» **Excerpt provided**:
The rub about this story from Luke is that we do not think of our possessions as greed, but as meaningful. They matter. Deeply.
There is nothing wrong with that inherently, but notice that for the man in the story, determination of what matters has everything to do with himself — and absolutely nothing to do with anyone else. There’s the crux of the issue. Our criterion for possessions, in the end, should not be about what we amass, but what we have that has meaning — and meaning should be determined by the presence of someone else. The Baby Bjorn only means something because I carried my sons in it. My parents’ tea set only matters because they bought it together when they lived in Europe. My New Year’s Eve dress means something because that guy was my first crush. The cork matters (and yes, I have it in a little plastic display box in my office) because my doctor mother took me out to dinner to celebrate my successful defense, champagne included.
But, this is not some sort of morality tale about adjudicating what to keep in storage and what to sell at the next garage sale. We need to listen carefully to Jesus’ last verse — a warning about those who store up possessions for the self, and yet are not rich toward God.
I am not convinced this is a parable about selling all you have and giving the money to the church.
I am not convinced that this is giving away all of your possessions and devoting yourself completely to God.
I am also not convinced that possessions are inherently bad.
But, I am convinced that Jesus is asking where your heart is. What means what to the other in your life? And that, Dear Working Preachers, is a very important question.
What you have, what you keep, what defines you materially is a measure of your self and who God asks you to be. Notice that the man cannot think about anybody but himself. The first person pronouns, the address to his soul? All about an inward focus. When talk continually comes back to the self, when leaders present themselves as the “only one,” that is not just a savior complex — it is the kind of ego that is void of empathy and discloses the narcissism that lies beneath. That is the MO of too many of our leaders, both outside and inside the church. Lest we think the church, or its leaders, maintains an altruistic stance uniformly, we need only to point out that its possessions are only for a few.

» **Supplied material**:
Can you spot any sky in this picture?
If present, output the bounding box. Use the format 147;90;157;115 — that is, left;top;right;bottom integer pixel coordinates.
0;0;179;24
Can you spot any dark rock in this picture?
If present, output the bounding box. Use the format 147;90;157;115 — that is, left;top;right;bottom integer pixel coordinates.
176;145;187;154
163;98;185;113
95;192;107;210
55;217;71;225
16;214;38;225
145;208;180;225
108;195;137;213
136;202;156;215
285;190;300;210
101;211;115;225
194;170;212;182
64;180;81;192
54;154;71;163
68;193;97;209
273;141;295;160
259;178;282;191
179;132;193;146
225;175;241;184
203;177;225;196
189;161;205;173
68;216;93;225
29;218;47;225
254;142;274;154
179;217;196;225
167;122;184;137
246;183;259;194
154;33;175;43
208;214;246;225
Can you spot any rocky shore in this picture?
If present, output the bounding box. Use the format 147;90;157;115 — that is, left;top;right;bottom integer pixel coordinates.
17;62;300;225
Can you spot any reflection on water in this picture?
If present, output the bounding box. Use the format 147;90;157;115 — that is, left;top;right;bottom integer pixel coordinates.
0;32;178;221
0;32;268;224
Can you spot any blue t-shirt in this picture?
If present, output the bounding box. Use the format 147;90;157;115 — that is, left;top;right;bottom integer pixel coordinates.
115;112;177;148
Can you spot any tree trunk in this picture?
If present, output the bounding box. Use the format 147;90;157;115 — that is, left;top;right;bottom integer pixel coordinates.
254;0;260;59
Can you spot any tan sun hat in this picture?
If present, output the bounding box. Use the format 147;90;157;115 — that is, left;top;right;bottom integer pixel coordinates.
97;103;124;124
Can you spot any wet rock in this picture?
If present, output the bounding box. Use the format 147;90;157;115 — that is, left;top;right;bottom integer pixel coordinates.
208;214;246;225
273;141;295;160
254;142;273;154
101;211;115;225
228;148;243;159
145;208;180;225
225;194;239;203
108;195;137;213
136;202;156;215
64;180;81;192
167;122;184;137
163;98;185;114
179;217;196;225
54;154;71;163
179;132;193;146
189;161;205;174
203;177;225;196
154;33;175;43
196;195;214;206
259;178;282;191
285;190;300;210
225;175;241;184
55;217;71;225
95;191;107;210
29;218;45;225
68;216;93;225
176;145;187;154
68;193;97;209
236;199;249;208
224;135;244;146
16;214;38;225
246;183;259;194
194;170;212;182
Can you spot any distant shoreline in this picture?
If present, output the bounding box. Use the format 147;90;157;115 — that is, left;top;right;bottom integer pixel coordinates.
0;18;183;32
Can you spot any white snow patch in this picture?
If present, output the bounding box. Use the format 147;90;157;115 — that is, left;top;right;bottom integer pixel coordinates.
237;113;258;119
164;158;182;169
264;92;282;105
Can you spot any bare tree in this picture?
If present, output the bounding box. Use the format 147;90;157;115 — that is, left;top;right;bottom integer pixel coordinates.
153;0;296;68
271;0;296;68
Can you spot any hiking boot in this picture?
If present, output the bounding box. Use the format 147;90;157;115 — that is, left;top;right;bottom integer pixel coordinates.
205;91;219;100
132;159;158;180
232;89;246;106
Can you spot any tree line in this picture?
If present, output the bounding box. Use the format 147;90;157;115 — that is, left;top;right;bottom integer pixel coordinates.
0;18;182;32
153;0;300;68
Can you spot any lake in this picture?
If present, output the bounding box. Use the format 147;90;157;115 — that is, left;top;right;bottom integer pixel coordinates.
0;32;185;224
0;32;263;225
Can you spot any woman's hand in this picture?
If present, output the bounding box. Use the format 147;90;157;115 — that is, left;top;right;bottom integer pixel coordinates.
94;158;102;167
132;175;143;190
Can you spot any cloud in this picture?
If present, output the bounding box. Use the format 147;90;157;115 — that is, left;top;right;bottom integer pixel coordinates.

» **Work item**:
In the reflection on the story from Luke, put the sentence "The Baby Bjorn only means something because I carried my sons in it." into Spanish.

» **Written solution**:
El Baby Bjorn solo significa algo porque llevé a mis hijos en él.